課題のねらい: 「Mark one point on every instance of the man in black」を含む行から始めて、記録の最後の行で終わるまでを、一字も変えずに抜き出してください。最初と最後の行も含めます。

用意された記録:

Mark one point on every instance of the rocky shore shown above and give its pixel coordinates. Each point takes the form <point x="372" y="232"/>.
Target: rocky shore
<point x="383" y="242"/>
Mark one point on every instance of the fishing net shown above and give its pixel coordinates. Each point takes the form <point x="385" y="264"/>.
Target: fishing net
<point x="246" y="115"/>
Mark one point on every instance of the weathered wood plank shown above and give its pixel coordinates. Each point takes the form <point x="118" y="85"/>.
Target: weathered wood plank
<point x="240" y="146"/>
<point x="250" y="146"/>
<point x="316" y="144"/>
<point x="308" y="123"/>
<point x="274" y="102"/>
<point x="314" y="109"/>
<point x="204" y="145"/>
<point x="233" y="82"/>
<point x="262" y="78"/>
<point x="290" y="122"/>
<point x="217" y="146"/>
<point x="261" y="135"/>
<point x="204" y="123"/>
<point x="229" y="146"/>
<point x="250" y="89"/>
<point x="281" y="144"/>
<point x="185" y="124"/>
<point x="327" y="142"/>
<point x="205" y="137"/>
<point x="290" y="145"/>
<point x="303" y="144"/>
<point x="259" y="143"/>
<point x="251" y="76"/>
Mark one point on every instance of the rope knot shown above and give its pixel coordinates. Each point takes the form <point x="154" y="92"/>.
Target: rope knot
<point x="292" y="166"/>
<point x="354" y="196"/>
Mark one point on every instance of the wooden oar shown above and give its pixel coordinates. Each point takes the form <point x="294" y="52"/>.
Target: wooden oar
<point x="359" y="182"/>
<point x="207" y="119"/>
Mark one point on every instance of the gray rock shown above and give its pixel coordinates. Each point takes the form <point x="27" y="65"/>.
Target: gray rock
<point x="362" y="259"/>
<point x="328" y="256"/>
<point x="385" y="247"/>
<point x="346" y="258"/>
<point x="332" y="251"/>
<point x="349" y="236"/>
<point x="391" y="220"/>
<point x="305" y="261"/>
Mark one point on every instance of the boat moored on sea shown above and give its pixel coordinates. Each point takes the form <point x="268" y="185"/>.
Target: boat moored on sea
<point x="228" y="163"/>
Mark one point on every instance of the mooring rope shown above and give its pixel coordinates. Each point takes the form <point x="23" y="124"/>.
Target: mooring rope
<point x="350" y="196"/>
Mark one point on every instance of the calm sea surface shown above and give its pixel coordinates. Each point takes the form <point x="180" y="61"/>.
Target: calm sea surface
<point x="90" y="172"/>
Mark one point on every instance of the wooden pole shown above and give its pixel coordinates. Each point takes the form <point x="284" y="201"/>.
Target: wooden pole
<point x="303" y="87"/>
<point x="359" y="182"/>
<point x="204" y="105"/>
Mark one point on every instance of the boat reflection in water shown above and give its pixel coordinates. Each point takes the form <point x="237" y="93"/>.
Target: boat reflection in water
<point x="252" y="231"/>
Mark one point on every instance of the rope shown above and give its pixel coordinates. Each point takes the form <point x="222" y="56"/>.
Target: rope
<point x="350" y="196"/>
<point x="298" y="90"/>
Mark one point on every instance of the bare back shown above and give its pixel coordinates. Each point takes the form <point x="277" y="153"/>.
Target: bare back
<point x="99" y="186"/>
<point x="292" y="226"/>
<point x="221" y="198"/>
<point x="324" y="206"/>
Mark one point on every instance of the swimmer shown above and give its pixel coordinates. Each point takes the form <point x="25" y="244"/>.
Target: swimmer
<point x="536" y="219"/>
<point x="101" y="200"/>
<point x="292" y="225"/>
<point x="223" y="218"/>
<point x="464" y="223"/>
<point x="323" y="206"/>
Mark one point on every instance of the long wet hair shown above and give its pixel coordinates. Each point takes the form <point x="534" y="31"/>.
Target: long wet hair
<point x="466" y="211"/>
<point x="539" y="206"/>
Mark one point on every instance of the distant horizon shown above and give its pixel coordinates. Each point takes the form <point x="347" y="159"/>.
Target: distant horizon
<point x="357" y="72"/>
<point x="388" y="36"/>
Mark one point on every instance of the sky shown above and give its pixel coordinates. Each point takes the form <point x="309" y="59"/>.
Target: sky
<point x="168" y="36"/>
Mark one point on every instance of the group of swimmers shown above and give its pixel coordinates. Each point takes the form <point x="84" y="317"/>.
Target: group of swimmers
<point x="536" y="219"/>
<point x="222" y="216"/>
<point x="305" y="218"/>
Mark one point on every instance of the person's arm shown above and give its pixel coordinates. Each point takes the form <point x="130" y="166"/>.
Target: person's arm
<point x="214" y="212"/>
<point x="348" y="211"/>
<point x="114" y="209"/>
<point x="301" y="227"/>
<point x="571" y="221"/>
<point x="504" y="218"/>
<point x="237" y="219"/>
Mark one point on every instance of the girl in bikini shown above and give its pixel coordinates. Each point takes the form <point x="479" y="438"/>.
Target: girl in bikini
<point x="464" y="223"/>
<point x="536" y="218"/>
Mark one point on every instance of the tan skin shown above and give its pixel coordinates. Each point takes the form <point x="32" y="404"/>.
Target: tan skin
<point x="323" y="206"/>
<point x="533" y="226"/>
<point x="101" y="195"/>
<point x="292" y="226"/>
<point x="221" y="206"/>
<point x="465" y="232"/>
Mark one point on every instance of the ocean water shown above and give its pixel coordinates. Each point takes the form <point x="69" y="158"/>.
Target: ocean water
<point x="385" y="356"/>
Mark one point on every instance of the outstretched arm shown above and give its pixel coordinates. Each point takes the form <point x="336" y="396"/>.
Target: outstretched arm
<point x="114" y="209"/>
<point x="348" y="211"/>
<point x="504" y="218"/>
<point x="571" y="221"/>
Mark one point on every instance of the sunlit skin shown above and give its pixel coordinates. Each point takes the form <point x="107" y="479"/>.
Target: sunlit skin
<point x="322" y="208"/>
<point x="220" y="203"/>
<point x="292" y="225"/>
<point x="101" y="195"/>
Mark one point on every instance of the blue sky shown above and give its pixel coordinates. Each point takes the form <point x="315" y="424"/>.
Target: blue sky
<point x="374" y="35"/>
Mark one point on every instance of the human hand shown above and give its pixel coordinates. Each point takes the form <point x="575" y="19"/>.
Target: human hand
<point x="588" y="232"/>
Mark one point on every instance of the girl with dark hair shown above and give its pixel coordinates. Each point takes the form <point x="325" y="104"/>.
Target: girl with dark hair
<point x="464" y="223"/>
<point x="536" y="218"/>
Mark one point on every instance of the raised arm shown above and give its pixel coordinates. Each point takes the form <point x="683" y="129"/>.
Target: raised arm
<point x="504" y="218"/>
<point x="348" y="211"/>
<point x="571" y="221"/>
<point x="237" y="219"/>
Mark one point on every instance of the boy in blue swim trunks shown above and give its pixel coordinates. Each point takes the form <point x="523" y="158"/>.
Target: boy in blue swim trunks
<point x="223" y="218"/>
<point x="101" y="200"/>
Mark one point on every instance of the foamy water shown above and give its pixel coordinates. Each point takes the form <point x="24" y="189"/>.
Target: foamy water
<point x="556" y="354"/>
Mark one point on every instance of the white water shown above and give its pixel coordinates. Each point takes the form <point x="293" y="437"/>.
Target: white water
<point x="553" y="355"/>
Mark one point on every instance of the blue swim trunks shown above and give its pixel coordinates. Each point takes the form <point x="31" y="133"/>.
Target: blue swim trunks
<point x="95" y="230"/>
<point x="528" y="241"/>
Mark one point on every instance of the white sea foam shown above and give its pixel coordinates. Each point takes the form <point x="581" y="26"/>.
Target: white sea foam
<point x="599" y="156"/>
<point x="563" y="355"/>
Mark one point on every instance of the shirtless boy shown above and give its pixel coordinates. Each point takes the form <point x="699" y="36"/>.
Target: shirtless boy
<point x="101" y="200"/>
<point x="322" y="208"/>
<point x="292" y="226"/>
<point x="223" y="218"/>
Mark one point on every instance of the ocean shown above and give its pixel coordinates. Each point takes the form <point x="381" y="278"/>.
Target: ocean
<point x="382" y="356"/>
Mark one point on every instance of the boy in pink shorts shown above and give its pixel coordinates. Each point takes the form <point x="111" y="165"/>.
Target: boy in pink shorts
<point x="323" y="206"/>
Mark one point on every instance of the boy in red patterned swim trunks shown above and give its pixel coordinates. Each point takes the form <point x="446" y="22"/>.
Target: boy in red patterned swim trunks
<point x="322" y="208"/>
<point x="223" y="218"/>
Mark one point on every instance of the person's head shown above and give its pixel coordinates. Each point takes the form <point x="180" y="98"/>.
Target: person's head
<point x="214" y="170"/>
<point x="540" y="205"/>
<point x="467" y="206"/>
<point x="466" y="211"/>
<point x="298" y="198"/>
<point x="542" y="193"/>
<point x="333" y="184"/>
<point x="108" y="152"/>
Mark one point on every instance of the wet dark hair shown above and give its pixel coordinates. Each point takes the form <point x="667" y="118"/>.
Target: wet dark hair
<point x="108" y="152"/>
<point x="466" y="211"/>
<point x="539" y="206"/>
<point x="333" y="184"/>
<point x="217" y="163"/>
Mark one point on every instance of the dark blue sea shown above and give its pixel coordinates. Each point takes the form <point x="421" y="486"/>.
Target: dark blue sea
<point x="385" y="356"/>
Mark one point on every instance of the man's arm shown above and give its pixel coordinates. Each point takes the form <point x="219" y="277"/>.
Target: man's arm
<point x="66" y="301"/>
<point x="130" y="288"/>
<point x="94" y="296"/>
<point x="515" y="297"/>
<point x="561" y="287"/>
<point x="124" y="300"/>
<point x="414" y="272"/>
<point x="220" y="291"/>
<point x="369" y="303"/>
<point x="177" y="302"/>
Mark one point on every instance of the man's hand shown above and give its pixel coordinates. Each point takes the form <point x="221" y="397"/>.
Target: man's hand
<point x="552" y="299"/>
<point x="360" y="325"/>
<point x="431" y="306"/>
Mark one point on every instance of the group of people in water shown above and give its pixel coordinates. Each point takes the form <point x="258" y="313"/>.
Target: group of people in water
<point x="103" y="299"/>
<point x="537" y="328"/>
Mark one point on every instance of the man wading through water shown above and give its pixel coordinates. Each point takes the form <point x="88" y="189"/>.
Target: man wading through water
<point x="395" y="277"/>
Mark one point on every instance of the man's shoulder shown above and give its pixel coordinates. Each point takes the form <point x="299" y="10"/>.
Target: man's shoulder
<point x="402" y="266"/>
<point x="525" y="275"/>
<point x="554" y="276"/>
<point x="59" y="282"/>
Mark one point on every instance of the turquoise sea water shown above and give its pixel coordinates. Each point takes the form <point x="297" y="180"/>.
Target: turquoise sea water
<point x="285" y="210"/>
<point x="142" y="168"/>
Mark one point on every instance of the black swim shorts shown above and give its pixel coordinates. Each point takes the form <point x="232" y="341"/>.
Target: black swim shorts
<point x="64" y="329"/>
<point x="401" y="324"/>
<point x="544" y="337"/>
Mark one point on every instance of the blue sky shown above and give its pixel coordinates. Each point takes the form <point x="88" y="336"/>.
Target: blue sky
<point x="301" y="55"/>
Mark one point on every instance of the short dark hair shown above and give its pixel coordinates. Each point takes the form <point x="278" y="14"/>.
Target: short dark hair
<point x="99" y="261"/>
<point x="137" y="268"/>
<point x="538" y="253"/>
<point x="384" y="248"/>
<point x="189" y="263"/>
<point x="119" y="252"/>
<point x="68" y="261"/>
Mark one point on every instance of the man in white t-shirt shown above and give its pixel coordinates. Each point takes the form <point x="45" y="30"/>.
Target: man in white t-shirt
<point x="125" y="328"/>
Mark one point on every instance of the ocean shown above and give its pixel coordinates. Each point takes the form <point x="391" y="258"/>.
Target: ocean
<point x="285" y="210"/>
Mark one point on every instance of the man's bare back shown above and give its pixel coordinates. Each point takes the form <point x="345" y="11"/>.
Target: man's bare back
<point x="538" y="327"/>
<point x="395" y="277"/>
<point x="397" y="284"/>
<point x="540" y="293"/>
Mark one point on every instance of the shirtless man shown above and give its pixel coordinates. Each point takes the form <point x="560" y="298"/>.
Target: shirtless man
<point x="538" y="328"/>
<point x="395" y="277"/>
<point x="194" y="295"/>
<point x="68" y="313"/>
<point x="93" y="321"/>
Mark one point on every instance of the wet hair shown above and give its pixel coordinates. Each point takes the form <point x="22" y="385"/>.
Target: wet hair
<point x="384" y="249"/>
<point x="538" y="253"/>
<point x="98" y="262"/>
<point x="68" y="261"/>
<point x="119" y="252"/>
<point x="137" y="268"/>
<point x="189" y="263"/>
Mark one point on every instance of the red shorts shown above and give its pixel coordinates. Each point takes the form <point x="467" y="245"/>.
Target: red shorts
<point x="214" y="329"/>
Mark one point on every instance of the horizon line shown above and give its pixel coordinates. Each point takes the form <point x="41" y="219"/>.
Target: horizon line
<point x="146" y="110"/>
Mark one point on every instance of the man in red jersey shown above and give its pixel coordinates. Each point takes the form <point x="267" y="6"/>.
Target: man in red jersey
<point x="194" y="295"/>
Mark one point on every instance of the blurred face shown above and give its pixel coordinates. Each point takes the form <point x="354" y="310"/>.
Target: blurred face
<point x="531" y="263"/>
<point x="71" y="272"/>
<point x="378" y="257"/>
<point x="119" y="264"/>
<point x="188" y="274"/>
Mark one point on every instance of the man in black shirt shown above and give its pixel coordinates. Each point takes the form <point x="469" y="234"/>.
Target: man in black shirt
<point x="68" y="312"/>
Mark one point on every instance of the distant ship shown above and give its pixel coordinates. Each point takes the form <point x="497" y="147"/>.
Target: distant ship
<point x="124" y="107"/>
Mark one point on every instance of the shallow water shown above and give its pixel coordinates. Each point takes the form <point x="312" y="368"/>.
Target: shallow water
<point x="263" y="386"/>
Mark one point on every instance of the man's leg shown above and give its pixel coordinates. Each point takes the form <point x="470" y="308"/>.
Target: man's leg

この問題の答え:
Mark one point on every instance of the man in black shirt shown above and give its pixel coordinates. Each point takes the form <point x="469" y="234"/>.
Target: man in black shirt
<point x="68" y="312"/>
Mark one point on every instance of the distant ship shown above and give its pixel coordinates. Each point takes the form <point x="497" y="147"/>.
Target: distant ship
<point x="124" y="107"/>
Mark one point on every instance of the shallow water shown above and give its pixel coordinates. Each point takes the form <point x="312" y="368"/>.
Target: shallow water
<point x="263" y="386"/>
Mark one point on every instance of the man's leg shown above and give its pixel coordinates. Each point takes the form <point x="470" y="308"/>.
Target: man's leg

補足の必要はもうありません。